=== Job ===
Copy the following material word for word.

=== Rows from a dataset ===
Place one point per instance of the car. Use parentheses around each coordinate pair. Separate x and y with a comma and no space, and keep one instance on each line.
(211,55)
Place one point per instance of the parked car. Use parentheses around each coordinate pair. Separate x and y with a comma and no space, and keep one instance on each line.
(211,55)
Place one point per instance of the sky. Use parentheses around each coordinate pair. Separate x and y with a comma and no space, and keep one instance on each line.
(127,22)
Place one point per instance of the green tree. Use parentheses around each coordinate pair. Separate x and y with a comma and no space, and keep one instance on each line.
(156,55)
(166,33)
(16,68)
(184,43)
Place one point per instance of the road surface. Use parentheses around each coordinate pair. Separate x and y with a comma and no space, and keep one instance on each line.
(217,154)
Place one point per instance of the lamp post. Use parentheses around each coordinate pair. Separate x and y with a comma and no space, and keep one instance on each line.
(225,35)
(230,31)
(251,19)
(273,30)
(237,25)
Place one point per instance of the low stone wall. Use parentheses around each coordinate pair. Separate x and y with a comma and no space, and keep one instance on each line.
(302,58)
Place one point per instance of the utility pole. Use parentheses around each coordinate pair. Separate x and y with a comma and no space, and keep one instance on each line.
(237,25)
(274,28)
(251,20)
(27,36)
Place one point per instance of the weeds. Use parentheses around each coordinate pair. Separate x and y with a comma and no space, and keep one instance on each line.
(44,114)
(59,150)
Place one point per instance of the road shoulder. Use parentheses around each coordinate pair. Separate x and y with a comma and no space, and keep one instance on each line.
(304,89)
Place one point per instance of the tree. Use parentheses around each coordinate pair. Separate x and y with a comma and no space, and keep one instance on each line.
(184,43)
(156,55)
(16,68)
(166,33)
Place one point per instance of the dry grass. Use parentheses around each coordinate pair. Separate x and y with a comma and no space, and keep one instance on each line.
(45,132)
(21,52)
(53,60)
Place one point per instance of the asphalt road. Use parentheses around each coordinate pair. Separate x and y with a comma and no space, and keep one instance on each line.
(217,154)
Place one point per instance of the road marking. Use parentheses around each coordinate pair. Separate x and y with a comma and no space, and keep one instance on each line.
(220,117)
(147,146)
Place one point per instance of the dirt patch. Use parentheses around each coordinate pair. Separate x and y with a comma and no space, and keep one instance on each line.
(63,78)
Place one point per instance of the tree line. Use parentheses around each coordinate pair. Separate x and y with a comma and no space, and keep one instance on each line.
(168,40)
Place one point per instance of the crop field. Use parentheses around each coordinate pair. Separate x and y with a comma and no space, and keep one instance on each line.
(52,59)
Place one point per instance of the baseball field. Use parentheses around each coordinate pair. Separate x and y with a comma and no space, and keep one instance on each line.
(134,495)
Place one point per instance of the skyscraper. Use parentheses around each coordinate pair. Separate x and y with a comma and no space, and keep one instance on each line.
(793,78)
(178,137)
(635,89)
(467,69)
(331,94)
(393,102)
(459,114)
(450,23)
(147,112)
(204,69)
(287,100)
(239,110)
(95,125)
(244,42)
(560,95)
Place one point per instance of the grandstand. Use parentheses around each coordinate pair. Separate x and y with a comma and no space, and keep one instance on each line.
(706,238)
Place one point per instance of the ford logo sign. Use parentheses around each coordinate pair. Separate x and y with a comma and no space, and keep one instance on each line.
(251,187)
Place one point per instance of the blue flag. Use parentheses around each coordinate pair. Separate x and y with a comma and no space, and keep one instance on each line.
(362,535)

=== Task response ===
Place one point per instance of the car. Use parentheses around each coordinate pair. Separate x and y with a comma and no space, and keep one instance on each line.
(211,55)
Place one point per instance of the parked car. Use parentheses around each coordinate pair. Separate x and y with a comma and no space, and keep one instance on each line.
(211,55)
Place one point per instance of the sky. Use parentheses around each coordinate pair. Separate x and y with a comma and no space, and keep one instance on each line.
(127,22)
Place one point per instance of the green tree. Use parentheses around each coordinate pair. Separate x and y with a comma and no space, and keep one instance on each line.
(156,55)
(166,33)
(16,68)
(184,43)
Place one point per instance of the road surface. Use parentheses around each coordinate pair. Separate x and y with a comma and no space, and keep one instance on each line.
(217,154)
Place one point per instance of the lamp post. Use parentheses around each coordinate pair. Separate x and y with a comma and no space, and keep one instance on each line.
(225,35)
(230,31)
(251,19)
(273,30)
(237,25)
Place one point per instance of the low stone wall. Use parentheses around each coordinate pair. Separate x and y with a comma and no space, and keep one instance on each line.
(302,58)
Place one point per instance of the utility pole. Use parentheses around each coordinate pair. Separate x and y with a comma and no space, and keep one instance on each line.
(237,25)
(274,28)
(251,20)
(27,36)
Place one point per instance of the weeds. Use parentheses around each coordinate pair. Separate x and y with a comma and no space, and keep one instance on each line.
(44,114)
(59,150)
Place one point per instance of the road shoulder. Use parentheses around each coordinate pair. Separate x and y with a comma and no space, and keep one instance on each line.
(304,89)
Place one point per instance of the tree. Use parentheses around each coordinate pair. Separate x and y with a comma and no space, and keep one instance on each line.
(184,43)
(156,55)
(16,68)
(166,33)
Place one point per instance of the dry grass. Use parentheses around each coordinate pair. Separate x and y with a comma and no space, and keep one instance on each line.
(45,132)
(21,52)
(53,60)
Place one point per instance of the asphalt road. Use parentheses around each coordinate pair. Separate x and y with a comma and no space, and keep one instance on each line.
(217,154)
Place one point per instance of the road marking. Use parentheses around each coordinate pair. Separate x and y with a comma and no space, and keep one instance on each line.
(220,117)
(147,146)
Place one point per instance of the dirt patch. Use parentheses around each coordinate pair. Separate x and y with a comma and no space, and keep one instance on each line.
(63,78)
Place one point per instance of the tree line. Use parentheses around each coordinate pair. Separate x and y with a comma and no space, and keep one instance on each line.
(168,40)
Place one point per instance of the crop field. Use parentheses around each coordinate pair. Separate x and y with a comma and no space, and keep one instance on each line.
(52,59)
Place one point per instance of the baseball field. Use parentheses around each coordinate pair. Separate x and y with a comma and no space, and keep one instance on each line.
(134,495)
Place one point per instance of the skyscraper. Use parentheses around each coordinate pair. Separate x and y with a comma and no space, and keep one instance on each line.
(793,78)
(178,137)
(635,89)
(467,69)
(331,94)
(393,102)
(459,114)
(450,23)
(147,112)
(204,69)
(287,100)
(239,110)
(95,125)
(244,42)
(560,95)
Place one point per instance of the grandstand. Use parentheses around each coordinate pair. Separate x and y with a comma and no space, and keep one instance on each line.
(706,238)
Place one point per instance of the ford logo sign. Use parentheses around each coordinate pair. Separate x and y with a comma and no space, and keep one instance on each line.
(251,187)
Place one point per instance of the blue flag. Use parentheses around each coordinate pair. Separate x and y with a comma and no space, and keep one instance on each line.
(362,535)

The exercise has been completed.